▶ **Assignment**: For the listing below, work out how many lines hold the word "face" and give that number by itself.

--- Material for this exercise Enclosed Below ---

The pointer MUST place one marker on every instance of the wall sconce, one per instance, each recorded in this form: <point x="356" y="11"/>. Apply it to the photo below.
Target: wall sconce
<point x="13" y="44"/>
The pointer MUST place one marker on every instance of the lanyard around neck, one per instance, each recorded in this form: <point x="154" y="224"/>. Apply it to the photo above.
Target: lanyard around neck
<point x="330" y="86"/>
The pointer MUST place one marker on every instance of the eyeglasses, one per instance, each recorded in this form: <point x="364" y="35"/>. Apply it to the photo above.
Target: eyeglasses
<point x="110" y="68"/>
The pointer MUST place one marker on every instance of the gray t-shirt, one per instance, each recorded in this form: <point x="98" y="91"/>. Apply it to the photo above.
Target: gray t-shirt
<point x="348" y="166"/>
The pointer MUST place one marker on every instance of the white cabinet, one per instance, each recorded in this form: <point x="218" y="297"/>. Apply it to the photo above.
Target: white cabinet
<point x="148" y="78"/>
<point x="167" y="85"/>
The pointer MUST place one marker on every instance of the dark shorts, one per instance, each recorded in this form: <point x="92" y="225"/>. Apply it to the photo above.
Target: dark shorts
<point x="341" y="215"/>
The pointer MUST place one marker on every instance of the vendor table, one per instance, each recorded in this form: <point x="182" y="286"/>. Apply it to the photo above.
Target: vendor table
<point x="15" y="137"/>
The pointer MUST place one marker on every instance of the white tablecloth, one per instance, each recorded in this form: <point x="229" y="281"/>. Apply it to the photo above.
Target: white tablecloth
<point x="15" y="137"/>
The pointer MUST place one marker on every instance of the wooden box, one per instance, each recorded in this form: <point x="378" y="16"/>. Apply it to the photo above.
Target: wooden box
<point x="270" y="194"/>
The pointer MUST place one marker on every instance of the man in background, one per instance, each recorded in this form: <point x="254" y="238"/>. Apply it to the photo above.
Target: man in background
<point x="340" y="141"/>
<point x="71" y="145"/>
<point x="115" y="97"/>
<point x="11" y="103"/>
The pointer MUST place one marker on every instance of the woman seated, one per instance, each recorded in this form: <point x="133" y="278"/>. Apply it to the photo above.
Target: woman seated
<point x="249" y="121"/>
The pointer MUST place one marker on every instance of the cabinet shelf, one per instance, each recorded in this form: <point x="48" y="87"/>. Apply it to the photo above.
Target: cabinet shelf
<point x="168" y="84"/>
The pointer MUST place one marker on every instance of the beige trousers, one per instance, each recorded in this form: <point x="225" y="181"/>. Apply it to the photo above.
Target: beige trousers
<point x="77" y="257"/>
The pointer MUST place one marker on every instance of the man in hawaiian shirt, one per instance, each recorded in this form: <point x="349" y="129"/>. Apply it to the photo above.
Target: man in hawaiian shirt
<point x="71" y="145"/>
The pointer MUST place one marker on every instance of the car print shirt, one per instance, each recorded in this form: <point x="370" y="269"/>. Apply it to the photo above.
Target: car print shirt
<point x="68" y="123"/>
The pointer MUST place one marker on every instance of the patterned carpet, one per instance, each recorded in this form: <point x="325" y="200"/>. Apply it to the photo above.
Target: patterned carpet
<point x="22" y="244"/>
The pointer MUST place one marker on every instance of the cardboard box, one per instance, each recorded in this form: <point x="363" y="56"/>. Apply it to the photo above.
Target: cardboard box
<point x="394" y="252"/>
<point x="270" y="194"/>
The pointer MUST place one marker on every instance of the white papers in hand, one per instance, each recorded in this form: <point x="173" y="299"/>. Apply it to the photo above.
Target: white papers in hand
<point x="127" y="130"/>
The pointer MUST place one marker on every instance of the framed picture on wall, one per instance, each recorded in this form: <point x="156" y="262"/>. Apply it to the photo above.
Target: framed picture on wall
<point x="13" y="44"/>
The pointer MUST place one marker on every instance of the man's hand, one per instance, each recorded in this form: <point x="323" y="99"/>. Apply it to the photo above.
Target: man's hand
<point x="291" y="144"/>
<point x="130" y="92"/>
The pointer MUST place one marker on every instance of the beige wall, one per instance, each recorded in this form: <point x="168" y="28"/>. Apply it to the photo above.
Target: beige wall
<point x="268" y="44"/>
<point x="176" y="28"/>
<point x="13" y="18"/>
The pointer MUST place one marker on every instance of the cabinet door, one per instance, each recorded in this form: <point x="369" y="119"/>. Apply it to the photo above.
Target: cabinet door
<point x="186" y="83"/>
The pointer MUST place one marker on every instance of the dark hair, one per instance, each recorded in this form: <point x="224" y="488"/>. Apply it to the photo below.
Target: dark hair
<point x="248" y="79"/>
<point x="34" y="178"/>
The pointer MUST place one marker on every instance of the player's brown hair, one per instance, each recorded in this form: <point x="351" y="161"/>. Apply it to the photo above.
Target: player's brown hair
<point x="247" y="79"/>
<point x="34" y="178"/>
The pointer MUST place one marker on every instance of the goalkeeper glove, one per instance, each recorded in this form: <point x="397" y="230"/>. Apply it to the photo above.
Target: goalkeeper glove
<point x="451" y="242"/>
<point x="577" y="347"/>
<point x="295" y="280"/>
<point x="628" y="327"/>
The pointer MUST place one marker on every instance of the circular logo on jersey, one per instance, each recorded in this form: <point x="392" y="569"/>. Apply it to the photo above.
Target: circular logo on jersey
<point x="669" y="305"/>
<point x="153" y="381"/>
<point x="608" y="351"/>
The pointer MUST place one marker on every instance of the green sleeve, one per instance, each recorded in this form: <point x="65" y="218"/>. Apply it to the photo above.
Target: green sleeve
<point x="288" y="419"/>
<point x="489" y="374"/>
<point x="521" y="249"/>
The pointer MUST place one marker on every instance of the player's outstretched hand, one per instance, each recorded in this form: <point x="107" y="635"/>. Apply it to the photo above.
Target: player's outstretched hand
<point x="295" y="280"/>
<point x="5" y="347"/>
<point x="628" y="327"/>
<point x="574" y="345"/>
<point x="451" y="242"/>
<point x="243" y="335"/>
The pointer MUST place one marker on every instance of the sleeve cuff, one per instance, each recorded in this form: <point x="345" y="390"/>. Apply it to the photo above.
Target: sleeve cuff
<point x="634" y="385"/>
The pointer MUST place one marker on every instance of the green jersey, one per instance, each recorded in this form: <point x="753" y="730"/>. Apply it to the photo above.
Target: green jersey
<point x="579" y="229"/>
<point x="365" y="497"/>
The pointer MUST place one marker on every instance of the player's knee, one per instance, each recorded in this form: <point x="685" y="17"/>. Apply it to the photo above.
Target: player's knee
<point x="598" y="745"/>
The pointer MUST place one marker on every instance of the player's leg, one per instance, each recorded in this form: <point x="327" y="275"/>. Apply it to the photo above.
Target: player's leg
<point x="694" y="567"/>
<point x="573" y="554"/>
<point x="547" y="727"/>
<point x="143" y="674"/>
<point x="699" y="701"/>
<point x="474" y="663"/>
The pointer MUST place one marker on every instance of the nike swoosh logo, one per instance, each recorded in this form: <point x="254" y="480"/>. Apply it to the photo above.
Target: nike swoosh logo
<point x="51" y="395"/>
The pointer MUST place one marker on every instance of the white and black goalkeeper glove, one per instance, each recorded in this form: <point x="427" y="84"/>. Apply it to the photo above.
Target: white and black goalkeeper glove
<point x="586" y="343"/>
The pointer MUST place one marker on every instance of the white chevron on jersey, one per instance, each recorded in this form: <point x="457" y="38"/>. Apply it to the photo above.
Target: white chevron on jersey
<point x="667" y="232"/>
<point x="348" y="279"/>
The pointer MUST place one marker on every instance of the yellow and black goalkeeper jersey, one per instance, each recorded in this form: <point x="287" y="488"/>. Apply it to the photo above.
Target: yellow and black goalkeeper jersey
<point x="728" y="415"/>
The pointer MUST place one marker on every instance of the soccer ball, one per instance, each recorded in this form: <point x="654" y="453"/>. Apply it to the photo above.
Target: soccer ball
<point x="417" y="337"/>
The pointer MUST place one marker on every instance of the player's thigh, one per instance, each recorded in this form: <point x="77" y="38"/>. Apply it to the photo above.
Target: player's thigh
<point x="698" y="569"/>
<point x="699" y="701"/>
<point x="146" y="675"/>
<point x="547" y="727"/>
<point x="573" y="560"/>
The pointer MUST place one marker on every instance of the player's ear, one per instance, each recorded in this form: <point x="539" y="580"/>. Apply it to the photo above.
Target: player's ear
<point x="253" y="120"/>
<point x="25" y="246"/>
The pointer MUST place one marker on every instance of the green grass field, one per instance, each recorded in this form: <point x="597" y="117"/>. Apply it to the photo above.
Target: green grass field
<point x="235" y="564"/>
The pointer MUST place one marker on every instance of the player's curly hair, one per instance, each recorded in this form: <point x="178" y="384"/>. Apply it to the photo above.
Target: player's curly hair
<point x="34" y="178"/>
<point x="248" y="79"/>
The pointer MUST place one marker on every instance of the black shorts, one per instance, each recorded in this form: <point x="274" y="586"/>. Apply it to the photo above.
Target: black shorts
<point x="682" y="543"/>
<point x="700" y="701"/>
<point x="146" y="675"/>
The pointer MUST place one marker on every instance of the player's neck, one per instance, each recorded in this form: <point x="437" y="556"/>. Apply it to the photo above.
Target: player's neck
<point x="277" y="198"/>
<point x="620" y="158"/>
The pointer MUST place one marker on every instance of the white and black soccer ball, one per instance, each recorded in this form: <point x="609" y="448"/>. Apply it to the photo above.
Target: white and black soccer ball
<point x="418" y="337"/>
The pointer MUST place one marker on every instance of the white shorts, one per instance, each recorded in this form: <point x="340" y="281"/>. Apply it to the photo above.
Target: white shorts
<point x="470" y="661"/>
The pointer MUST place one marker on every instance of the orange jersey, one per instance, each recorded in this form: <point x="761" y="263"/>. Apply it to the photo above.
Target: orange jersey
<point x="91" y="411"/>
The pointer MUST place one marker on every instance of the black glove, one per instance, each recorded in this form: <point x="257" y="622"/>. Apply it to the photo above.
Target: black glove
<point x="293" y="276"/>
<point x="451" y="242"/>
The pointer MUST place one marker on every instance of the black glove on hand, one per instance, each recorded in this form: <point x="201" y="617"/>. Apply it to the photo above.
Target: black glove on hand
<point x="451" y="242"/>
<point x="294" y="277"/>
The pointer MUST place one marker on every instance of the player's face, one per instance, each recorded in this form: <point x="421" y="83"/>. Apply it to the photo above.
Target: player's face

--- End of Enclosed Material for this exercise ---

▶ **Result of this task**: 2